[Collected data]
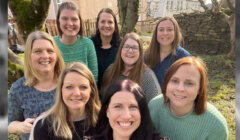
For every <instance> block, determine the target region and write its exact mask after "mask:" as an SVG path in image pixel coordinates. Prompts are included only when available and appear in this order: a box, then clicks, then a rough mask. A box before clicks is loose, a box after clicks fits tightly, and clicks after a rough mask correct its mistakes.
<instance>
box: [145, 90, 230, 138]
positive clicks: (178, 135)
mask: <svg viewBox="0 0 240 140" xmlns="http://www.w3.org/2000/svg"><path fill="white" fill-rule="evenodd" d="M149 109H150V114H151V118H152V121H153V124H154V126H155V129H156V131H157V132H159V133H160V135H161V136H167V137H169V138H170V139H171V140H227V139H228V128H227V122H226V120H225V118H224V117H223V115H222V114H221V113H220V112H219V111H218V110H217V109H216V108H215V107H214V106H213V105H211V104H210V103H207V110H206V112H204V113H203V114H201V115H196V114H195V113H194V112H193V111H192V112H190V113H188V114H187V115H185V116H182V117H177V116H175V115H173V114H172V113H171V112H170V110H169V107H168V105H166V104H164V103H163V96H162V95H159V96H157V97H155V98H154V99H152V100H151V101H150V102H149Z"/></svg>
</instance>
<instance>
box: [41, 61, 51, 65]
mask: <svg viewBox="0 0 240 140" xmlns="http://www.w3.org/2000/svg"><path fill="white" fill-rule="evenodd" d="M40 64H43V65H46V64H50V62H40Z"/></svg>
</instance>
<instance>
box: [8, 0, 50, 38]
mask: <svg viewBox="0 0 240 140" xmlns="http://www.w3.org/2000/svg"><path fill="white" fill-rule="evenodd" d="M8 5H9V8H10V9H11V11H12V14H13V16H14V18H15V19H16V21H17V26H18V29H19V32H20V33H21V35H22V37H23V39H24V40H26V38H27V36H28V34H29V33H31V32H32V31H34V30H42V29H43V28H44V27H43V23H44V21H45V19H46V17H47V13H48V9H49V5H50V0H9V1H8Z"/></svg>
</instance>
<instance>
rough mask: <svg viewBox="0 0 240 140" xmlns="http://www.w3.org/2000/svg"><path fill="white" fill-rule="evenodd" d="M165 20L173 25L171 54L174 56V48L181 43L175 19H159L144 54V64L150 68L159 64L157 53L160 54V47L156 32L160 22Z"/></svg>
mask: <svg viewBox="0 0 240 140" xmlns="http://www.w3.org/2000/svg"><path fill="white" fill-rule="evenodd" d="M165 20H170V21H171V22H172V23H173V26H174V40H173V42H172V54H173V55H176V48H177V46H178V45H179V44H180V42H181V41H182V33H181V30H180V27H179V25H178V23H177V21H176V19H175V18H174V17H163V18H160V19H159V21H158V23H157V25H156V27H155V30H154V33H153V36H152V40H151V43H150V46H149V47H148V48H147V50H146V53H145V58H146V64H147V65H148V66H149V67H150V68H154V67H156V66H157V65H158V64H159V61H160V56H159V52H160V47H161V46H160V44H159V42H158V40H157V32H158V26H159V24H160V23H161V22H162V21H165Z"/></svg>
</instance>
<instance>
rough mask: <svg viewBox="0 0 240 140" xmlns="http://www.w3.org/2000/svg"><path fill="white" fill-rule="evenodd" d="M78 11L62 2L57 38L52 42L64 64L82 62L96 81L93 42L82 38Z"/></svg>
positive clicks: (82, 21) (93, 46)
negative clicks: (61, 56) (57, 51)
mask: <svg viewBox="0 0 240 140" xmlns="http://www.w3.org/2000/svg"><path fill="white" fill-rule="evenodd" d="M82 22H83V21H82V19H81V16H80V11H79V9H78V8H77V6H76V5H75V4H74V3H72V2H63V3H62V4H61V5H60V7H59V9H58V13H57V28H58V32H59V36H55V37H54V40H55V41H56V44H57V45H58V47H59V49H60V51H61V54H62V57H63V59H64V62H65V63H70V62H83V63H84V64H86V65H87V66H88V68H89V69H90V70H91V72H92V73H93V75H94V78H95V80H96V81H97V79H98V66H97V56H96V51H95V48H94V45H93V42H92V41H91V40H90V39H88V38H86V37H83V26H82Z"/></svg>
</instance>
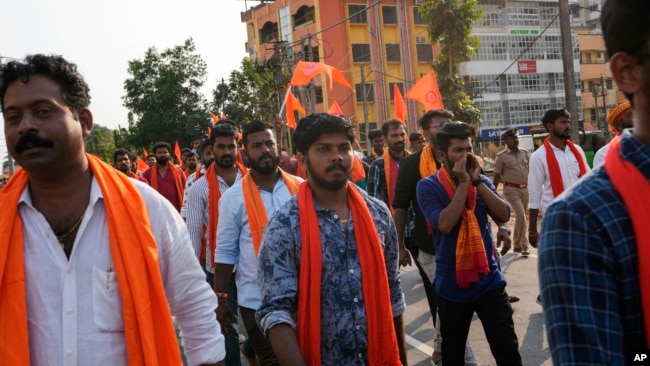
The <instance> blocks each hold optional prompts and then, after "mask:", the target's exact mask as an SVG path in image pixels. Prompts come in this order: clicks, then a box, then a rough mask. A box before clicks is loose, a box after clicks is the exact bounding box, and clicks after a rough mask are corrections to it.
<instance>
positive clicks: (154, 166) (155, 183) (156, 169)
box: [151, 162, 185, 204]
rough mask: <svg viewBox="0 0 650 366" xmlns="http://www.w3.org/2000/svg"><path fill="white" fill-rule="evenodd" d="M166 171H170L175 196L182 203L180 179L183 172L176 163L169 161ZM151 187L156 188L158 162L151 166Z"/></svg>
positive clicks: (169, 172) (182, 183)
mask: <svg viewBox="0 0 650 366" xmlns="http://www.w3.org/2000/svg"><path fill="white" fill-rule="evenodd" d="M167 173H171V174H172V176H173V177H174V186H175V187H176V196H177V197H178V202H180V203H181V204H182V203H183V191H184V190H185V187H183V180H182V179H181V174H182V173H183V172H182V170H181V168H178V167H176V165H174V164H172V163H171V162H169V163H167ZM151 187H153V189H155V190H156V191H157V190H158V164H154V165H153V167H152V168H151Z"/></svg>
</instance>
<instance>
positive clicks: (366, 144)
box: [361, 65, 372, 156]
mask: <svg viewBox="0 0 650 366" xmlns="http://www.w3.org/2000/svg"><path fill="white" fill-rule="evenodd" d="M363 68H364V67H363V65H361V101H362V103H363V123H364V124H365V125H366V150H368V156H370V155H372V144H370V125H369V124H368V104H366V73H365V72H364V70H363Z"/></svg>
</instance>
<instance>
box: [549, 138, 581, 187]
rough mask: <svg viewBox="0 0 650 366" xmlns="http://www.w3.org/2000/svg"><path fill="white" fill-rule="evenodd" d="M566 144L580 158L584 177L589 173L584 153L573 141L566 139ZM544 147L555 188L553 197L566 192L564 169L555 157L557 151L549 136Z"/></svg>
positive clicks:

* **Problem details**
Each record above should be copied character for character, with pictures dropped.

* **Output**
For every <instance> block, determine the target region and write its exact mask after "mask:" as an SVG path in image pixel coordinates. Prompts are included only when available and appear in this order: a box, then clicks, then a rough mask. A box before clicks is loose, a box after clicks fits tightly, and clicks after a rough mask correct its mistakes.
<instance>
box: [145, 90, 230, 138]
positive clicks: (178, 135)
mask: <svg viewBox="0 0 240 140" xmlns="http://www.w3.org/2000/svg"><path fill="white" fill-rule="evenodd" d="M149 109H150V114H151V118H152V121H153V124H154V126H155V129H156V131H157V132H159V133H160V135H161V136H167V137H169V138H170V139H171V140H227V139H228V128H227V122H226V120H225V118H224V117H223V115H222V114H221V113H220V112H219V111H218V110H217V109H216V108H215V107H214V106H213V105H211V104H210V103H207V110H206V112H204V113H203V114H201V115H196V114H195V113H194V112H193V111H192V112H190V113H188V114H187V115H185V116H182V117H177V116H175V115H173V114H172V113H171V112H170V110H169V107H168V105H166V104H164V103H163V96H162V95H159V96H157V97H155V98H154V99H152V100H151V101H150V102H149Z"/></svg>
</instance>
<instance>
box: [41, 61, 51, 65]
mask: <svg viewBox="0 0 240 140" xmlns="http://www.w3.org/2000/svg"><path fill="white" fill-rule="evenodd" d="M40 64H43V65H46V64H50V62H40Z"/></svg>
</instance>
<instance>
box: [8, 0, 50, 38]
mask: <svg viewBox="0 0 240 140" xmlns="http://www.w3.org/2000/svg"><path fill="white" fill-rule="evenodd" d="M8 5H9V8H10V9H11V11H12V14H13V16H14V18H15V19H16V21H17V26H18V29H19V32H20V33H21V35H22V37H23V39H24V40H26V38H27V36H28V34H29V33H31V32H32V31H34V30H42V29H43V28H44V27H43V23H44V21H45V19H46V17H47V13H48V9H49V5H50V0H9V1H8Z"/></svg>
</instance>
<instance>
rough mask: <svg viewBox="0 0 240 140" xmlns="http://www.w3.org/2000/svg"><path fill="white" fill-rule="evenodd" d="M165 20L173 25L171 54L174 56V48L181 43L175 19H159L144 54V64L150 68L159 64L157 53L160 54V47L156 32L160 22Z"/></svg>
mask: <svg viewBox="0 0 240 140" xmlns="http://www.w3.org/2000/svg"><path fill="white" fill-rule="evenodd" d="M165 20H170V21H171V22H172V23H173V26H174V40H173V42H172V54H173V55H176V48H177V46H178V45H179V44H180V42H181V41H182V33H181V30H180V27H179V25H178V23H177V21H176V19H175V18H174V17H163V18H160V19H159V21H158V23H157V25H156V27H155V30H154V33H153V36H152V40H151V43H150V46H149V47H148V48H147V50H146V53H145V58H146V64H147V65H148V66H149V67H150V68H154V67H156V66H157V65H158V64H159V61H160V56H159V52H160V47H161V46H160V44H159V42H158V40H157V32H158V26H159V24H160V23H161V22H162V21H165Z"/></svg>
</instance>
<instance>
rough mask: <svg viewBox="0 0 240 140" xmlns="http://www.w3.org/2000/svg"><path fill="white" fill-rule="evenodd" d="M78 11L62 2L57 38L52 42L64 64L82 62L96 81L93 42L82 38Z"/></svg>
positive clicks: (82, 21) (93, 46)
negative clicks: (61, 56) (57, 51)
mask: <svg viewBox="0 0 240 140" xmlns="http://www.w3.org/2000/svg"><path fill="white" fill-rule="evenodd" d="M82 22H83V21H82V19H81V16H80V11H79V9H78V8H77V6H76V5H75V4H74V3H72V2H63V3H62V4H61V5H60V7H59V9H58V13H57V28H58V32H59V36H55V37H54V40H55V41H56V44H57V45H58V47H59V49H60V51H61V54H62V57H63V59H64V62H65V63H70V62H83V63H84V64H86V65H87V66H88V68H89V69H90V70H91V72H92V73H93V75H94V78H95V80H96V81H97V79H98V66H97V56H96V51H95V48H94V45H93V42H92V41H91V40H90V39H88V38H86V37H83V26H82Z"/></svg>
</instance>
The <instance> blocks each hold optional prompts and then, after "mask:", the target's exact mask as an SVG path in image pixels. Prompts come in this order: clicks, then a box, then a rough mask. A box before clicks is loose, a box after clicks is the exact bounding box, and clicks after a rough mask are corrections to it.
<instance>
positive clicks: (154, 166) (155, 183) (156, 169)
box: [151, 162, 185, 204]
rough mask: <svg viewBox="0 0 650 366" xmlns="http://www.w3.org/2000/svg"><path fill="white" fill-rule="evenodd" d="M166 171H170L175 196L182 203L180 179L183 172L176 163L169 161ZM151 187L156 188L158 162L151 166Z"/></svg>
positive clicks: (169, 172) (182, 183)
mask: <svg viewBox="0 0 650 366" xmlns="http://www.w3.org/2000/svg"><path fill="white" fill-rule="evenodd" d="M167 173H171V174H172V176H173V177H174V186H175V187H176V196H177V197H178V202H180V203H181V204H182V203H183V191H184V190H185V187H183V180H182V179H181V174H182V173H183V172H182V170H181V168H178V167H176V165H174V164H172V163H171V162H169V163H167ZM151 187H153V189H155V190H156V191H157V190H158V164H154V165H153V167H152V168H151Z"/></svg>
</instance>
<instance>
positive clicks: (366, 144)
box: [361, 65, 372, 156]
mask: <svg viewBox="0 0 650 366" xmlns="http://www.w3.org/2000/svg"><path fill="white" fill-rule="evenodd" d="M363 68H364V67H363V65H361V101H362V103H363V123H364V124H365V125H366V150H368V156H370V155H372V144H370V125H369V124H368V104H366V73H365V72H364V70H363Z"/></svg>
</instance>
<instance>
box: [549, 138, 581, 187]
rough mask: <svg viewBox="0 0 650 366" xmlns="http://www.w3.org/2000/svg"><path fill="white" fill-rule="evenodd" d="M566 144L580 158L584 177L589 173L584 153L573 141L566 139ZM544 147L555 188L553 197L566 192L564 169L555 157L557 151L549 136Z"/></svg>
positive clicks:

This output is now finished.